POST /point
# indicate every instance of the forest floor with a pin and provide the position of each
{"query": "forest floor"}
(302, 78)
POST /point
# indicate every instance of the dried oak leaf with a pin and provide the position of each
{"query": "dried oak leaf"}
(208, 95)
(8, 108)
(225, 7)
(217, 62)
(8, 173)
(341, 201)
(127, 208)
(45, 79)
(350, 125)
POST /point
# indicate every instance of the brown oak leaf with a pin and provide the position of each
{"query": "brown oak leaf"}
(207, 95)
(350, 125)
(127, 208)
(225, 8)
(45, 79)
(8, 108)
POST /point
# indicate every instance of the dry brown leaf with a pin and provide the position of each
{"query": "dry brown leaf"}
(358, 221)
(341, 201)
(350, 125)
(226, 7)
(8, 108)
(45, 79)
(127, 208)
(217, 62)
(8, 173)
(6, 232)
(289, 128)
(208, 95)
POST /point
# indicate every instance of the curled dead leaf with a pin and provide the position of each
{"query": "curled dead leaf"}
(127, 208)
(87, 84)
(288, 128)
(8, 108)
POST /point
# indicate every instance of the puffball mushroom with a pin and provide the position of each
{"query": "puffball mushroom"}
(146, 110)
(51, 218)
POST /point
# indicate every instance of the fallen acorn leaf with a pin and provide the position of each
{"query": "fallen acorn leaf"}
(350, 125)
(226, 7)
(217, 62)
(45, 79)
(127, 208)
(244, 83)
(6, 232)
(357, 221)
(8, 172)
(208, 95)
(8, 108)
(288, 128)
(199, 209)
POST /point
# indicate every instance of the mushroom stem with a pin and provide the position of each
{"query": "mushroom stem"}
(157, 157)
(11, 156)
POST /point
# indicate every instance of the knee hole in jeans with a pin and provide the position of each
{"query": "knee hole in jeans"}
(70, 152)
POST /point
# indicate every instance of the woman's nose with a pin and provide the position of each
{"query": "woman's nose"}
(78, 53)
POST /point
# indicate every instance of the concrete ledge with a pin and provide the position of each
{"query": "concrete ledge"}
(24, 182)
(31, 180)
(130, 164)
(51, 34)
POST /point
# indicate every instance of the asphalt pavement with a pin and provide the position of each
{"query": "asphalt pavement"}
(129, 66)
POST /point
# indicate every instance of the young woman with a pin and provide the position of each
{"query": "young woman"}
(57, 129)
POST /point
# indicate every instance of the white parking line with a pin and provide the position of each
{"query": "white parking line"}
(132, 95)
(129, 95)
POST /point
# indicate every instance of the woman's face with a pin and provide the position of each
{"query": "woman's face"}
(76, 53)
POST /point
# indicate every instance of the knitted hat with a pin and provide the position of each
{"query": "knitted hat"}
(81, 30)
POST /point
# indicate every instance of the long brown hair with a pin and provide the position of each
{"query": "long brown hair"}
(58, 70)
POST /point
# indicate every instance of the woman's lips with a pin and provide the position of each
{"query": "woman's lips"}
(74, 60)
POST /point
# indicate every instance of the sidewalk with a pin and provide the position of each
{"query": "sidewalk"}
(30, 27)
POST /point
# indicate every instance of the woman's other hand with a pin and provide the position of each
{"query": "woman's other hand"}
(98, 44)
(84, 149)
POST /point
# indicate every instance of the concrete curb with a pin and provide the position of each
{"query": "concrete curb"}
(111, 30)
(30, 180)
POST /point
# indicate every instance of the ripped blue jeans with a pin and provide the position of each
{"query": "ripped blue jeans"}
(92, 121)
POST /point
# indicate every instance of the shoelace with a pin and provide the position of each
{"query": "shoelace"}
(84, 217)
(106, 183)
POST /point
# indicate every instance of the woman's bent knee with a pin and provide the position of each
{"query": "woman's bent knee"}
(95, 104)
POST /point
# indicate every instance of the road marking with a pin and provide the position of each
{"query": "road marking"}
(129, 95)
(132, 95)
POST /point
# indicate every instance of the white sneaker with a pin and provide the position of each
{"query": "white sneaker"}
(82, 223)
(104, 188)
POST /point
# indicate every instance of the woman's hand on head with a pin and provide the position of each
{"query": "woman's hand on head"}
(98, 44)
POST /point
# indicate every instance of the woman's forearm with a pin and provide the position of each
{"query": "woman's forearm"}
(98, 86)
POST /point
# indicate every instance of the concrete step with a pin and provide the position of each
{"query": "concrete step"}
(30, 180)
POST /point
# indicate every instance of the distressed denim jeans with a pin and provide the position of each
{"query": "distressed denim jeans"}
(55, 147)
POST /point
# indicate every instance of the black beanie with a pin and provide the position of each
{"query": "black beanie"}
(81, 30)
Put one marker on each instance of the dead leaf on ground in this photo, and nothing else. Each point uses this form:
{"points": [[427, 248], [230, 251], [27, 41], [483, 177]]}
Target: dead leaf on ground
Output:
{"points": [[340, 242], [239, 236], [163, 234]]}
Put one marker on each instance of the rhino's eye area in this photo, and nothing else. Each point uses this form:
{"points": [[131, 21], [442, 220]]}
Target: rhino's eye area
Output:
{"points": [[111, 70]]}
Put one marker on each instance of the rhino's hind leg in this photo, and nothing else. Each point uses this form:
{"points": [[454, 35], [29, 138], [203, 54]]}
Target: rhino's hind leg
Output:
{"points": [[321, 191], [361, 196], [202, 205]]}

TASK BRIEF: Transcribe each record exactly as it is written above.

SOLUTION:
POST /point
# indicate every instance of the forest floor with a pin and provide the position of each
{"query": "forest floor"}
(302, 78)
POST /point
# indicate every instance of the dried oak leaf with a pin and provide the position of each
{"query": "dried oak leaf"}
(208, 95)
(8, 108)
(225, 7)
(217, 62)
(8, 173)
(341, 201)
(127, 208)
(45, 79)
(350, 125)
POST /point
# indicate every instance of the brown oak leaf with a pin and provide the position of each
{"query": "brown oak leaf"}
(207, 95)
(350, 125)
(127, 208)
(225, 8)
(45, 79)
(8, 108)
POST /point
# indicate every instance of the dry brown leaf with a pin and provide the position of each
{"query": "dry brown leaf"}
(358, 221)
(341, 201)
(350, 125)
(226, 7)
(8, 108)
(45, 79)
(127, 208)
(217, 62)
(8, 173)
(6, 232)
(289, 128)
(208, 95)
POST /point
# indicate every instance of the curled dead leaf with a pin and provide the position of each
{"query": "curled dead leaf"}
(127, 208)
(87, 84)
(288, 128)
(8, 108)
POST /point
# indicate every instance of the puffball mushroom with a pin and provide the position of each
{"query": "puffball mushroom"}
(146, 110)
(51, 218)
POST /point
# indicate every instance of the fallen acorn leaf with a pin and provide the position of each
{"query": "fallen acorn leaf"}
(350, 125)
(226, 7)
(217, 62)
(45, 79)
(127, 208)
(244, 83)
(6, 232)
(357, 221)
(8, 172)
(208, 95)
(8, 108)
(288, 128)
(199, 209)
POST /point
# indicate every instance of the mushroom stem with a pin and provide the position of each
{"query": "mushroom stem"}
(157, 157)
(11, 156)
POST /point
# indicate every instance of the knee hole in jeans with a pin and provide the position of each
{"query": "knee hole in jeans"}
(70, 152)
POST /point
# indicate every instance of the woman's nose with a pin and provide the position of each
{"query": "woman's nose"}
(78, 53)
POST /point
# indicate every instance of the concrete ledge with a pin and provide the position of each
{"query": "concrete ledge"}
(24, 182)
(31, 180)
(130, 164)
(51, 34)
POST /point
# indicate every instance of the asphalt pavement with a pin and provide the position of each
{"query": "asphalt pavement"}
(129, 66)
POST /point
# indicate every instance of the young woman with a pin and provide the position of each
{"query": "young woman"}
(57, 129)
POST /point
# indicate every instance of the white parking line with a pin and provide the position of each
{"query": "white parking line"}
(132, 95)
(129, 95)
POST /point
# indicate every instance of the woman's face with a pin and provide the position of each
{"query": "woman's face"}
(76, 53)
POST /point
# indicate every instance of the knitted hat with a pin and provide the position of each
{"query": "knitted hat"}
(81, 30)
POST /point
# indicate every instance of the long brown hair with a pin and provide the position of each
{"query": "long brown hair"}
(58, 70)
POST /point
# indicate every instance of the woman's lips with a pin and provide the position of each
{"query": "woman's lips"}
(74, 60)
POST /point
# indicate every instance of the sidewalk with a pin and provide the position of each
{"query": "sidewalk"}
(30, 27)
POST /point
# indicate every instance of the woman's other hand with a pin and provide the position of each
{"query": "woman's other hand"}
(98, 44)
(84, 149)
POST /point
# indicate every instance of the concrete curb with a pin and provide the position of each
{"query": "concrete curb"}
(111, 30)
(30, 180)
POST /point
# indicate every instance of the ripped blue jeans with a pin and provide the position of each
{"query": "ripped blue jeans"}
(92, 121)
POST /point
# indicate every instance of the shoelace with a pin and provide the position of each
{"query": "shoelace"}
(84, 217)
(106, 183)
POST /point
# indicate every instance of the woman's bent knee with a pin and provide the position of each
{"query": "woman's bent knee"}
(95, 104)
POST /point
# indicate every instance of the road marking with a pin and provide the position of each
{"query": "road marking"}
(129, 95)
(132, 95)
POST /point
# indicate every instance of the white sneaker with a pin and provide the position of each
{"query": "white sneaker"}
(82, 223)
(104, 188)
POST /point
# indicate every instance of the woman's hand on head with a pin and provide the position of each
{"query": "woman's hand on head"}
(98, 44)
POST /point
# indicate every instance of the woman's forearm with a pin and provide the position of each
{"query": "woman's forearm"}
(98, 86)
POST /point
# indicate every instance of the concrete step with a pin and provide the position of each
{"query": "concrete step"}
(30, 180)
POST /point
# indicate every instance of the distressed denim jeans with a pin and provide the position of each
{"query": "distressed denim jeans"}
(55, 147)
POST /point
# indicate every instance of the black beanie with a pin and provide the position of each
{"query": "black beanie"}
(81, 30)
Put one marker on each instance of the dead leaf on ground in this photo, and nothing else. Each point uses this form:
{"points": [[427, 248], [230, 251], [27, 41], [483, 177]]}
Target: dead leaf on ground
Output:
{"points": [[340, 242], [239, 236], [163, 234]]}
Put one marker on each instance of the rhino's eye area in this photo, and nothing else. Each point uses this form:
{"points": [[131, 21], [442, 220]]}
Target: rhino's eye area
Output:
{"points": [[111, 70]]}
Put one marker on each instance of the rhino's hind leg in this photo, and nothing else. Each point uses this form:
{"points": [[454, 35], [29, 138], [203, 54]]}
Target: rhino's hind leg
Output:
{"points": [[321, 191], [361, 196], [202, 205]]}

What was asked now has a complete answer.